Repeat all of the records verbatim.
* Begin Raw records *
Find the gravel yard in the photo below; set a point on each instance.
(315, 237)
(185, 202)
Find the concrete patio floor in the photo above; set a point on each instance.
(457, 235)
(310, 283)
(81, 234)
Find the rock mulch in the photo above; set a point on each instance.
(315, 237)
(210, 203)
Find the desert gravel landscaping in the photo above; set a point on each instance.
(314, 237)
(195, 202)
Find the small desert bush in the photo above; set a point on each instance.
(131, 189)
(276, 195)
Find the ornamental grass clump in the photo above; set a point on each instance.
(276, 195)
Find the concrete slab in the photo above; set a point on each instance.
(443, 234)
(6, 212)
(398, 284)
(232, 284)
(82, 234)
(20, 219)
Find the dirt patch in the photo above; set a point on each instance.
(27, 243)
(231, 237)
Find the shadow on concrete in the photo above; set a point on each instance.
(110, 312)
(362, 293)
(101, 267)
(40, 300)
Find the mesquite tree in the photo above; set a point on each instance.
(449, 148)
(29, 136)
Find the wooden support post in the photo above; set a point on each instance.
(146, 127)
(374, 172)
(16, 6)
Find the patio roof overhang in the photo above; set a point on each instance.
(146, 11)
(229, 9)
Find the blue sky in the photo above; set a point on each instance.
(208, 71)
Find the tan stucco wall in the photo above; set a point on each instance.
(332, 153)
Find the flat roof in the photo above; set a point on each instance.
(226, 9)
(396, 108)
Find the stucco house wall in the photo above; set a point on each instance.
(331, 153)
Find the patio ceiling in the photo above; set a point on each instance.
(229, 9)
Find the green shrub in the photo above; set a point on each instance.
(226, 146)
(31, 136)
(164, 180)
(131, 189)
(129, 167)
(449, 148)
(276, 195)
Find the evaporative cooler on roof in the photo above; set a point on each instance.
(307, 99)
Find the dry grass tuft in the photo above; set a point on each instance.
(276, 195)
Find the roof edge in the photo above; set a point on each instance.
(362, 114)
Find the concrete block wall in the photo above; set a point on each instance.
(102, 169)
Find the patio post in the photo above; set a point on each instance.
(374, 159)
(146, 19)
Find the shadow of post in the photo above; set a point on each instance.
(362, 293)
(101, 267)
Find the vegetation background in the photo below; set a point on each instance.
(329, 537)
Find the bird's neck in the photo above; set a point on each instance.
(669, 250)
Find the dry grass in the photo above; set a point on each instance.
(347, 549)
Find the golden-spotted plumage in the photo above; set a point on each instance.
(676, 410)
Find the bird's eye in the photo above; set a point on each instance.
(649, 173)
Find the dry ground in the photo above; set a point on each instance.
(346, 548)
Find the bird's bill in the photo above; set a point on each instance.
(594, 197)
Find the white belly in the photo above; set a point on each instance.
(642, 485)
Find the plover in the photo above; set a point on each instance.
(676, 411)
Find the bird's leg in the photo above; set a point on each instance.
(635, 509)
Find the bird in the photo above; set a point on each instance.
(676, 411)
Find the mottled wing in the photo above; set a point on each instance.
* End Raw records *
* Solution to this problem:
Find the gravel yard in the photo below; set a point on each instance.
(315, 237)
(185, 202)
Find the concrete patio floor in the photo above; set a point on each instance.
(457, 235)
(310, 283)
(81, 234)
Find the rock mulch in the photo above; set a point on each instance.
(315, 237)
(210, 203)
Find the desert gravel landscaping in the photo above; set a point on each instance.
(314, 237)
(195, 202)
Find the small desert bush in the photo above; set a point on each instance.
(131, 189)
(276, 195)
Find the ornamental grass clump in the photo above; set a point on each instance.
(276, 195)
Find the concrete slab in the photo above; set a point on each instance.
(443, 234)
(6, 212)
(398, 284)
(232, 284)
(82, 234)
(20, 219)
Find the dirt patch in the photo above; set a point on each instance.
(27, 243)
(231, 237)
Find the shadow on concrete in the photo above; set a point on each instance.
(110, 312)
(362, 293)
(101, 267)
(40, 300)
Find the mesquite tree in the photo above; set a point on each instance.
(449, 148)
(29, 136)
Find the wooden support post in the photo above; set a point on each instance.
(146, 127)
(374, 172)
(16, 6)
Find the patio roof overhang in the photo above; set a point on each instance.
(146, 11)
(229, 9)
Find the blue sky in the photo above; set a point on each instance.
(208, 71)
Find the tan stucco wall in the photo above; set a point on each instance.
(332, 153)
Find the flat roof in the photo above; set a point on each instance.
(226, 9)
(396, 108)
Find the stucco house wall in the photo above; set a point on each instance.
(331, 153)
Find the patio ceiling in the photo above; set a point on each instance.
(229, 9)
Find the green shrub in the photo above; set a point on each instance.
(226, 146)
(31, 136)
(164, 180)
(131, 189)
(129, 167)
(449, 148)
(276, 195)
Find the evaporative cooler on roof in the photo above; set a point on each instance.
(307, 99)
Find the dry grass tuft in the photo above; set a point on each instance.
(276, 195)
Find the roof edge in the photo above; set a point on each instance.
(362, 114)
Find the concrete block wall in the photo above; set a point on each instance.
(102, 169)
Find the patio post in the photo above; set a point on each instance.
(374, 159)
(146, 19)
Find the shadow of post in the photo above; set a point on each instance.
(362, 293)
(101, 267)
Find the vegetation background in the photo below; set a point on each instance.
(329, 537)
Find the bird's neck in the photo above; set a point on each instance.
(669, 250)
Find the dry grass in the photo above; set a point on each instance.
(347, 549)
Find the golden-spotted plumage in the photo above; set a point on each instance.
(676, 410)
Find the bird's eye in the photo above; set a point on each instance.
(649, 173)
Find the dry ground in the photo above; set a point on each instance.
(346, 548)
Find the bird's bill in the photo above; set a point on each instance.
(594, 197)
Find the white belly in the photo above; set a point on each instance.
(642, 485)
Find the plover in the photo above; set a point on each instance.
(676, 411)
Find the bird's leg in the photo above; set a point on each instance.
(635, 509)
Find the bird in the photo above; set a point on each instance.
(676, 411)
Find the mottled wing in the photo above; set a point on each instance.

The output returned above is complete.